- [Selected excerpt]:

I lay across the delicacies of that surface
And drift out into the lake with birds
Low and skimming small familiar ripples.
I could sink toward hydrilla and childhood.
I could spread my fins like wet sails,
Get caught by eddies, pushed on south
Toward the dam. I could exhale geese.
At the end of discovery is the fair beginning
Of another cast. I make that old motion
With its splendid spell, its dying arch.
I find that I am caught on this edge
Of sand and water, taut against the lines.
I find consolation. I rise to the bait.

And here is more of new beginning, set against winter and failings:


SOMETHING NEW

My sweet land is not yet growing
With honeysuckle and shadow.
Along the creek slopes, the moss clings
To winter, damp fibers ringing
To memory of wildflower and sun.
All winter I have felt the jonquils
Bursting from my skin, cats crazy
For warm rolling grass,
The silver flames of spring colors along my creek.
I know if one more season comes
A chance will rise for me
To brush these stray failings back,
To rush once more at love
As if it were seasonal,
The sound of wings, the color of light.

And here is the Phil who has been gifted to hear, more clearly and more perilously than most, the sound of time's winged chariot:


THE FINAL COUNTRY

Old men know the limits of small countries.

- [Given information]:
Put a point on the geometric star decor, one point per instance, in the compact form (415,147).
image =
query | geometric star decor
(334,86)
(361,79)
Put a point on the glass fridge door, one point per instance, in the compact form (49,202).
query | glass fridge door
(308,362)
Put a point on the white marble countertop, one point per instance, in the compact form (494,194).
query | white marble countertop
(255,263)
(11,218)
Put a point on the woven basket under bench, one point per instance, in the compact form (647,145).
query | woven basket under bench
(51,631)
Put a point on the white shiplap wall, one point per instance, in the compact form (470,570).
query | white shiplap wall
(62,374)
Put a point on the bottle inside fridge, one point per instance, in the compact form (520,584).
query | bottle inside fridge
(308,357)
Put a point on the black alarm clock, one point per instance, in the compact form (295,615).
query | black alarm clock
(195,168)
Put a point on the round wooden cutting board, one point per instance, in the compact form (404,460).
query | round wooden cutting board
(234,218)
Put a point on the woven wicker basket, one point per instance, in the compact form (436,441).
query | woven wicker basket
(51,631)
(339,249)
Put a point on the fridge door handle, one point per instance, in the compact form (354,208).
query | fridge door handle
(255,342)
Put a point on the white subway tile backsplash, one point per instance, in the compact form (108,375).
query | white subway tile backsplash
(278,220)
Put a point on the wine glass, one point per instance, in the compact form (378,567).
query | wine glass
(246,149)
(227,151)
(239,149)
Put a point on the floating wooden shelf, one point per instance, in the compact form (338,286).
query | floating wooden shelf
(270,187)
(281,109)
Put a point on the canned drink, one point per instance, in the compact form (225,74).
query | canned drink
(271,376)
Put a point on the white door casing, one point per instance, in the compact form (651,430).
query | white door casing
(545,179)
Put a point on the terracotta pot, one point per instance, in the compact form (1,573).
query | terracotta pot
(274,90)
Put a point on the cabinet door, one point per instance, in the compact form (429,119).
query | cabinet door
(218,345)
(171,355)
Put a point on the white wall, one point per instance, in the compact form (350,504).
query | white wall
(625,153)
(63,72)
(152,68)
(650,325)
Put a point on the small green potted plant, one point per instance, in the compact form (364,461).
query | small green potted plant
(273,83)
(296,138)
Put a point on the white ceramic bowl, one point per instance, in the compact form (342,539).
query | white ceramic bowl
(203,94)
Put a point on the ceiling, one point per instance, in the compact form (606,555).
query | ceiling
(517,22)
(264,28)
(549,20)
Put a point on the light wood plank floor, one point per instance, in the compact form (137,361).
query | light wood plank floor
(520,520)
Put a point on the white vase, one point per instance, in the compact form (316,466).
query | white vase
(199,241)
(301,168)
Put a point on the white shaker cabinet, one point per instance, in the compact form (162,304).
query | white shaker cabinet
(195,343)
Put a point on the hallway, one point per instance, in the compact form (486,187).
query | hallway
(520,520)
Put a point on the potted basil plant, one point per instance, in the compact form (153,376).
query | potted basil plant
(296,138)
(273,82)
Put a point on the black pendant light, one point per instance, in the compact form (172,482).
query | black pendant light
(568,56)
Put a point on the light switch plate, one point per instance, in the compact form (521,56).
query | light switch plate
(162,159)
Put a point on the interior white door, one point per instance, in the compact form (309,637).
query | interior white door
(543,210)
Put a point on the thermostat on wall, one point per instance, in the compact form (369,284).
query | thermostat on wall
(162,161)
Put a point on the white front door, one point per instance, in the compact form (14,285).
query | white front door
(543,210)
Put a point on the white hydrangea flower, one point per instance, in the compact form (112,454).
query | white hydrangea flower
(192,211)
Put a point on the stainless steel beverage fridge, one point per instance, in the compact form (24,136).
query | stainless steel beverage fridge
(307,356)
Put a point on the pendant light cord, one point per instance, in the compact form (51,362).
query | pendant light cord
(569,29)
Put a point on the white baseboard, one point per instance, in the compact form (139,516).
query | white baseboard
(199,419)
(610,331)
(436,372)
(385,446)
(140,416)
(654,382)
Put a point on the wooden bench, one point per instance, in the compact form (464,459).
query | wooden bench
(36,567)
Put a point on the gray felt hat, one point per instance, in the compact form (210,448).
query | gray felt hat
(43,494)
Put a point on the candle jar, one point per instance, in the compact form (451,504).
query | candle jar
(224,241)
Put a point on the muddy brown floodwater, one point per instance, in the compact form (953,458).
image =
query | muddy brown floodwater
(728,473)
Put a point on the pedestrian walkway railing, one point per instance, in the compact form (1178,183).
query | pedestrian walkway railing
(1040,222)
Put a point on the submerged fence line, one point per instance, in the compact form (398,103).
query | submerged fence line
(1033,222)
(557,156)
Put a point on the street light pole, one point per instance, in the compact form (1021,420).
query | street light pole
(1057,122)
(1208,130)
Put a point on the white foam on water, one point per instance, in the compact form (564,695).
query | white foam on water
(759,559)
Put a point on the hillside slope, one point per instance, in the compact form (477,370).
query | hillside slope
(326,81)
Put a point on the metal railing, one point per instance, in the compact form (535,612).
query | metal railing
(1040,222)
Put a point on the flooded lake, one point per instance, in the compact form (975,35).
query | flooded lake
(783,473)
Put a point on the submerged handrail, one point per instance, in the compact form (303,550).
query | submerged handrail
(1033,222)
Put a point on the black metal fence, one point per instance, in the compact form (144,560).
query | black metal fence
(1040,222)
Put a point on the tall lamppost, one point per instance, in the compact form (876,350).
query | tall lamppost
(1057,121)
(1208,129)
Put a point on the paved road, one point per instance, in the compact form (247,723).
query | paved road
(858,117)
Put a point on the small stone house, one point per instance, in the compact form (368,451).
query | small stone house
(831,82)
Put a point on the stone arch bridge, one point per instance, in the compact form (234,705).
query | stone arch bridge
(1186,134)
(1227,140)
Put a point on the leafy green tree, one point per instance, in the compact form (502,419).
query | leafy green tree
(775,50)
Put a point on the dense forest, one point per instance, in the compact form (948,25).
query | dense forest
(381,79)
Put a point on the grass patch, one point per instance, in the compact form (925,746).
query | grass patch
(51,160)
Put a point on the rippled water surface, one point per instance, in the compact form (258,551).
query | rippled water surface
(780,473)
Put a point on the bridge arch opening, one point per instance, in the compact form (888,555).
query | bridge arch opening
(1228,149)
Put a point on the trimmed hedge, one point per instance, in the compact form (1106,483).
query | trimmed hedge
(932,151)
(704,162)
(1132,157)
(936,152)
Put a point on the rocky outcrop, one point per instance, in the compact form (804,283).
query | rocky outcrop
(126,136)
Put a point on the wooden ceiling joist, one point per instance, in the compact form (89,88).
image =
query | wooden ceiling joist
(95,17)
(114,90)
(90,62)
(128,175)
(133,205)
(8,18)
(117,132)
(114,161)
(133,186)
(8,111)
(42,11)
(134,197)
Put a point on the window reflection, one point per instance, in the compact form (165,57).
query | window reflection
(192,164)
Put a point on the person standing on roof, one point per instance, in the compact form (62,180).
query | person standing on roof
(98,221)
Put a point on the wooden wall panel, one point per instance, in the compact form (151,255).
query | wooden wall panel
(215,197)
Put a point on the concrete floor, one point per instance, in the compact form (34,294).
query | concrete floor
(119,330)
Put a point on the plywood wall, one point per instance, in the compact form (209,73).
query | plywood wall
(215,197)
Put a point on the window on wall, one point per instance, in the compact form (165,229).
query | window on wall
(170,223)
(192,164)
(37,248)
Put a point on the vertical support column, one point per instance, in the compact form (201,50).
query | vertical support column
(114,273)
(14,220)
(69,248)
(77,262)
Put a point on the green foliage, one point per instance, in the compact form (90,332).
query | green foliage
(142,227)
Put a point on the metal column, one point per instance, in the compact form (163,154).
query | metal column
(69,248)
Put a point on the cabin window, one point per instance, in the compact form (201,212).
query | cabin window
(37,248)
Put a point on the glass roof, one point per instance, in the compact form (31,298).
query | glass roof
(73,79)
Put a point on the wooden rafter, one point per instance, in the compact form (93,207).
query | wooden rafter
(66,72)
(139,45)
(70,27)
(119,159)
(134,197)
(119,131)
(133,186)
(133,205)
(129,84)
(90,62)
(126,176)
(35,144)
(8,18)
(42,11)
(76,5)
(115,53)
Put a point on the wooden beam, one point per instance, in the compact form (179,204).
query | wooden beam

- [To-do list]:
1/ Answer these about the poetry excerpt:
(a) What does the first poem's speaker say they could exhale?
(b) In "SOMETHING NEW," what has the speaker felt bursting from their skin all winter?
(c) What is the title of the poem that begins "Old men know the limits of small countries."?
2/ Please reproduce word for word the passage of the poetry excerpt that opens with the words "And here is the" and closes with "of small countries.".
You won't need the records for this.

- [Answers in order]:
1/
(a) Geese.
(b) The jonquils.
(c) THE FINAL COUNTRY.

2/
And here is the Phil who has been gifted to hear, more clearly and more perilously than most, the sound of time's winged chariot:


THE FINAL COUNTRY

Old men know the limits of small countries.